-- Start --

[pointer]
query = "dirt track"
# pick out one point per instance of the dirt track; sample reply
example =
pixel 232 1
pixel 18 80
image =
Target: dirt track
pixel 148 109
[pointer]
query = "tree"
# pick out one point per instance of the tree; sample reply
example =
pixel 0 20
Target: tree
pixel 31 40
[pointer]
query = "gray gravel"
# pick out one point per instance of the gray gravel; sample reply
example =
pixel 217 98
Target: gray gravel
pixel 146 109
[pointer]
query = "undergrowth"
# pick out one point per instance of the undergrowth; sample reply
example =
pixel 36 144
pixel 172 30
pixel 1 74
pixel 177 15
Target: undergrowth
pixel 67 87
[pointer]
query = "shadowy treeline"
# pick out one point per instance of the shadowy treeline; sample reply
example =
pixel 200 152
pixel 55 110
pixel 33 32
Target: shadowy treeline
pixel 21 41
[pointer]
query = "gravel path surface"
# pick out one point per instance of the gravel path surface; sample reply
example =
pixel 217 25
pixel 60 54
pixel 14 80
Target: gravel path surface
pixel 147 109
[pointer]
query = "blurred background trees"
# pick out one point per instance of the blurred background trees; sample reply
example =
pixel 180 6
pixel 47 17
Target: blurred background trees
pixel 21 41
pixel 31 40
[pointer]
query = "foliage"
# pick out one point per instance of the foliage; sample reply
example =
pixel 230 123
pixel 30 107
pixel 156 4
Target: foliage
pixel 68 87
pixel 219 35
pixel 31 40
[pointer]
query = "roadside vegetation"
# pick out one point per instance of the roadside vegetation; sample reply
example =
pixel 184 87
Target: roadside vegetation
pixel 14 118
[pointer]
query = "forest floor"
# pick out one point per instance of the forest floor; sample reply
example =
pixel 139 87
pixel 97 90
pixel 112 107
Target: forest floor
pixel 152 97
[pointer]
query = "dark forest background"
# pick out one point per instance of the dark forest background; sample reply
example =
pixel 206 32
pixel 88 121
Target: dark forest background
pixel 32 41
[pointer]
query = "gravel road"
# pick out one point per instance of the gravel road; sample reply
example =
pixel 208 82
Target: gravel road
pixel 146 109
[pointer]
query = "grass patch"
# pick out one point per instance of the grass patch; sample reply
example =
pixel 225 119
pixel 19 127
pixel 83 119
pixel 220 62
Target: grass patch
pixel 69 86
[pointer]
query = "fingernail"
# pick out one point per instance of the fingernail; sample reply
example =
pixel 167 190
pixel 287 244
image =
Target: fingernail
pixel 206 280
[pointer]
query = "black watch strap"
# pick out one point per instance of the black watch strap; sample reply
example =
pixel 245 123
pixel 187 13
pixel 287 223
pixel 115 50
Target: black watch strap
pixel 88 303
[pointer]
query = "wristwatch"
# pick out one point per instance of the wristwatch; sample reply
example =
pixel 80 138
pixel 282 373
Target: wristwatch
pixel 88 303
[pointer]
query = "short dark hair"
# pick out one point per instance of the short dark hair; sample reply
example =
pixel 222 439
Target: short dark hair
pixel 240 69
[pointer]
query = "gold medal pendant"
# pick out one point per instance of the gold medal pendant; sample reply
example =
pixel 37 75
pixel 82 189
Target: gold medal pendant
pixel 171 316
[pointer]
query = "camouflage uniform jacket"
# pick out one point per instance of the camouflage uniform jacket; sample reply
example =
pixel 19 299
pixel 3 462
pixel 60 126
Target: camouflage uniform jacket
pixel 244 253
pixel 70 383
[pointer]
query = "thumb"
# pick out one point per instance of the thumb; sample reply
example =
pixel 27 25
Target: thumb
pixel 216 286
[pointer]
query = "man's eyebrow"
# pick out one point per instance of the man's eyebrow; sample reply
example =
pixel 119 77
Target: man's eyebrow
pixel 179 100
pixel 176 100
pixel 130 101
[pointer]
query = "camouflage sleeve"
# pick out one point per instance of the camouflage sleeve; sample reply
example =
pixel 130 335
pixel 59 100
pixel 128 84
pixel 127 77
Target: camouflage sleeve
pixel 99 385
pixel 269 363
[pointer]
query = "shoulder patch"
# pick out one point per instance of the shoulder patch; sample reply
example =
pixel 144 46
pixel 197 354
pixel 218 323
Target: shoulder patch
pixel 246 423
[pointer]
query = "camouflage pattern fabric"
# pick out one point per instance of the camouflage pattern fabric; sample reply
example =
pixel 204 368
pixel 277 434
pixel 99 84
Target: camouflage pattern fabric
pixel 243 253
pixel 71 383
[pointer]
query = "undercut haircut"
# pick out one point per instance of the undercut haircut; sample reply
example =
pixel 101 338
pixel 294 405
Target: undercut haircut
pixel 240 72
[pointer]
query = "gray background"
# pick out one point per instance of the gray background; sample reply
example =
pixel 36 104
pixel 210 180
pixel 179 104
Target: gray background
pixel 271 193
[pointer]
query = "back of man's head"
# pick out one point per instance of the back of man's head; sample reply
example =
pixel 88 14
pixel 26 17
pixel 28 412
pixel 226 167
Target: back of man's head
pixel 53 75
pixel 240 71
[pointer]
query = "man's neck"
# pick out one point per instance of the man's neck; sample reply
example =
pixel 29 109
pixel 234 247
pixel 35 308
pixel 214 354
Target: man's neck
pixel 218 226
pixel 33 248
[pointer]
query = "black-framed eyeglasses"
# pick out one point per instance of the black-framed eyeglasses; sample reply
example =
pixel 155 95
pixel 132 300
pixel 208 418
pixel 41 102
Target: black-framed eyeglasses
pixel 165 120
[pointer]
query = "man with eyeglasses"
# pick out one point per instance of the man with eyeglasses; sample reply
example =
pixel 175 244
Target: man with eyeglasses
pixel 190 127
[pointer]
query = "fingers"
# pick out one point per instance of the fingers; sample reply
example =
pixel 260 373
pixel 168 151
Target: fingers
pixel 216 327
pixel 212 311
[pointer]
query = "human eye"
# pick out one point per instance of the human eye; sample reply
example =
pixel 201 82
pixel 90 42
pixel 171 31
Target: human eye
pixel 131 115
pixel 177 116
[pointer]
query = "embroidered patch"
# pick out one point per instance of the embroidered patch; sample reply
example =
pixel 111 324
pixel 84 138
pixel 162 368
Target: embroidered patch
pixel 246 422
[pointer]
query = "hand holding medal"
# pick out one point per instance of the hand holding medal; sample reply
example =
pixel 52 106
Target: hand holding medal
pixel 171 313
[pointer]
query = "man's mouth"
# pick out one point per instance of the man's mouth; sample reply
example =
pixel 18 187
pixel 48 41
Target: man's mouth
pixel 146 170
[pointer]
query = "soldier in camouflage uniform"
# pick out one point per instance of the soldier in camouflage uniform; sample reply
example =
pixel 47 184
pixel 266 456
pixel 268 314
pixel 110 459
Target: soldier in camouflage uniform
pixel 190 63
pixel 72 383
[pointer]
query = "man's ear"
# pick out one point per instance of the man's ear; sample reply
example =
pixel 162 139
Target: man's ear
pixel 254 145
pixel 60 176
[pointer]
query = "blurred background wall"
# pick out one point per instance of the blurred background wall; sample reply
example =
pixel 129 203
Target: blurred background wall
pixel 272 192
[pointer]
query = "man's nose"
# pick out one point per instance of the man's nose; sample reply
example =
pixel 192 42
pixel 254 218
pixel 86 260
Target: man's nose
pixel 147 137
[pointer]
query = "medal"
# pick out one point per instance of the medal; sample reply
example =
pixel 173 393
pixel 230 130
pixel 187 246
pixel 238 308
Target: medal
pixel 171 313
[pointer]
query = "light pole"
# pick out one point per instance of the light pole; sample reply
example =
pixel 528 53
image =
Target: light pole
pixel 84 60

-- End --

_To be done_.
Print all of the entries again, exactly as written.

_Task result_.
[pointer]
query = "dirt track"
# pick out one point per instance of the dirt track; sample reply
example =
pixel 232 1
pixel 18 80
image =
Target: dirt track
pixel 148 109
[pointer]
query = "tree"
# pick out one point per instance of the tree; sample reply
example =
pixel 0 20
Target: tree
pixel 31 40
[pointer]
query = "gray gravel"
# pick out one point per instance of the gray gravel; sample reply
example =
pixel 217 98
Target: gray gravel
pixel 146 109
[pointer]
query = "undergrowth"
# pick out one point per instance of the undergrowth; sample reply
example =
pixel 36 144
pixel 172 30
pixel 1 74
pixel 177 15
Target: undergrowth
pixel 67 87
[pointer]
query = "shadowy treeline"
# pick out one point per instance of the shadowy treeline; sample reply
example =
pixel 200 152
pixel 55 110
pixel 33 32
Target: shadowy treeline
pixel 21 41
[pointer]
query = "gravel path surface"
# pick out one point per instance of the gravel path surface; sample reply
example =
pixel 217 25
pixel 60 54
pixel 14 80
Target: gravel path surface
pixel 147 109
[pointer]
query = "blurred background trees"
# pick out one point per instance of the blurred background trees; sample reply
example =
pixel 180 6
pixel 47 17
Target: blurred background trees
pixel 21 41
pixel 31 40
[pointer]
query = "foliage"
# pick out one point per instance of the foliage; sample reply
example =
pixel 230 123
pixel 30 107
pixel 156 4
Target: foliage
pixel 68 87
pixel 219 35
pixel 31 40
[pointer]
query = "roadside vegetation"
# pick out one point per instance of the roadside vegetation; sample reply
example =
pixel 184 87
Target: roadside vegetation
pixel 14 118
[pointer]
query = "forest floor"
# pick out one point per instance of the forest floor; sample reply
example =
pixel 139 87
pixel 97 90
pixel 112 107
Target: forest floor
pixel 152 97
[pointer]
query = "dark forest background"
# pick out one point per instance of the dark forest background; sample reply
example =
pixel 206 32
pixel 88 121
Target: dark forest background
pixel 32 41
[pointer]
query = "gravel road"
# pick out one point per instance of the gravel road; sample reply
example =
pixel 208 82
Target: gravel road
pixel 146 109
[pointer]
query = "grass patch"
# pick out one point per instance of the grass patch; sample reply
example =
pixel 225 119
pixel 19 127
pixel 83 119
pixel 220 62
Target: grass patch
pixel 69 86
[pointer]
query = "fingernail"
# pick out one point per instance of the fingernail; sample reply
example =
pixel 167 190
pixel 287 244
image =
Target: fingernail
pixel 206 280
[pointer]
query = "black watch strap"
# pick out one point per instance of the black watch strap; sample reply
example =
pixel 245 123
pixel 187 13
pixel 287 223
pixel 115 50
Target: black watch strap
pixel 88 303
[pointer]
query = "wristwatch"
# pick out one point per instance of the wristwatch; sample reply
example =
pixel 80 138
pixel 282 373
Target: wristwatch
pixel 88 303
[pointer]
query = "short dark hair"
# pick out one point per instance of the short dark hair; sample reply
example =
pixel 222 439
Target: short dark hair
pixel 240 69
[pointer]
query = "gold medal pendant"
# pick out one point per instance of the gold medal pendant; sample reply
example =
pixel 37 75
pixel 82 189
Target: gold medal pendant
pixel 171 316
[pointer]
query = "camouflage uniform jacket"
# pick out one point per instance of the camouflage uniform jacket; sample reply
example =
pixel 19 299
pixel 3 462
pixel 60 126
Target: camouflage uniform jacket
pixel 244 253
pixel 70 383
[pointer]
query = "thumb"
# pick out one point per instance of the thumb; sample reply
example =
pixel 27 25
Target: thumb
pixel 216 286
[pointer]
query = "man's eyebrow"
# pick out one point per instance of the man's eyebrow; sample reply
example =
pixel 119 77
Target: man's eyebrow
pixel 179 100
pixel 176 100
pixel 130 101
[pointer]
query = "camouflage sleeve"
# pick out one point per instance of the camouflage sleeve; sample reply
example =
pixel 130 335
pixel 59 100
pixel 128 84
pixel 127 77
Target: camouflage sleeve
pixel 99 385
pixel 269 363
[pointer]
query = "shoulder patch"
# pick out one point per instance of the shoulder patch; sample reply
example =
pixel 144 46
pixel 197 354
pixel 218 323
Target: shoulder patch
pixel 246 423
[pointer]
query = "camouflage pattern fabric"
# pick out one point per instance of the camouflage pattern fabric; sample reply
example =
pixel 204 368
pixel 277 434
pixel 99 84
Target: camouflage pattern fabric
pixel 243 253
pixel 71 383
[pointer]
query = "undercut haircut"
# pick out one point per instance of the undercut haircut; sample reply
example =
pixel 101 338
pixel 294 405
Target: undercut haircut
pixel 240 72
[pointer]
query = "gray background"
# pick out one point per instance of the gray background; sample reply
example =
pixel 36 104
pixel 210 180
pixel 179 104
Target: gray background
pixel 271 193
[pointer]
query = "back of man's head"
# pick out one point per instance of the back of man's head; sample reply
example =
pixel 88 14
pixel 26 17
pixel 28 412
pixel 226 167
Target: back of man's head
pixel 53 75
pixel 240 71
[pointer]
query = "man's neck"
# pick out one point per instance of the man's neck; sample reply
example =
pixel 29 109
pixel 234 247
pixel 35 308
pixel 214 354
Target: man's neck
pixel 218 226
pixel 33 248
[pointer]
query = "black-framed eyeglasses"
# pick out one point per instance of the black-framed eyeglasses; sample reply
example =
pixel 155 95
pixel 132 300
pixel 208 418
pixel 41 102
Target: black-framed eyeglasses
pixel 165 120
[pointer]
query = "man with eyeglasses"
# pick out one point per instance of the man with eyeglasses; sample reply
example =
pixel 175 244
Target: man with eyeglasses
pixel 190 127
[pointer]
query = "fingers"
# pick out one point per instance of the fingers; sample reply
example =
pixel 260 373
pixel 168 151
Target: fingers
pixel 216 327
pixel 212 311
[pointer]
query = "human eye"
# pick out one point per instance of the human eye; sample reply
example =
pixel 201 82
pixel 90 42
pixel 171 31
Target: human eye
pixel 131 115
pixel 177 116
[pointer]
query = "embroidered patch"
# pick out one point per instance of the embroidered patch; sample reply
example =
pixel 111 324
pixel 84 138
pixel 162 368
Target: embroidered patch
pixel 246 422
[pointer]
query = "hand holding medal"
# pick out one point per instance of the hand holding medal; sample reply
example =
pixel 52 106
Target: hand holding medal
pixel 171 313
[pointer]
query = "man's mouth"
# pick out one point per instance of the man's mouth; sample reply
example =
pixel 18 187
pixel 48 41
Target: man's mouth
pixel 146 170
[pointer]
query = "soldier in camouflage uniform"
# pick out one point per instance of the soldier in camouflage uniform; sample reply
example =
pixel 47 184
pixel 266 456
pixel 268 314
pixel 110 459
Target: soldier in camouflage uniform
pixel 190 63
pixel 72 383
[pointer]
query = "man's ear"
# pick out one point per instance of the man's ear; sample reply
example =
pixel 162 139
Target: man's ear
pixel 254 145
pixel 60 176
[pointer]
query = "blurred background wall"
# pick out one point per instance of the blurred background wall; sample reply
example =
pixel 129 203
Target: blurred background wall
pixel 272 192
[pointer]
query = "man's nose"
# pick out one point per instance of the man's nose; sample reply
example =
pixel 192 42
pixel 254 218
pixel 86 260
Target: man's nose
pixel 147 137
[pointer]
query = "medal"
# pick out one point per instance of the medal; sample reply
example =
pixel 173 393
pixel 230 130
pixel 187 246
pixel 238 308
Target: medal
pixel 171 313
[pointer]
query = "light pole"
# pick out one point per instance of the light pole; sample reply
example =
pixel 528 53
image =
Target: light pole
pixel 84 60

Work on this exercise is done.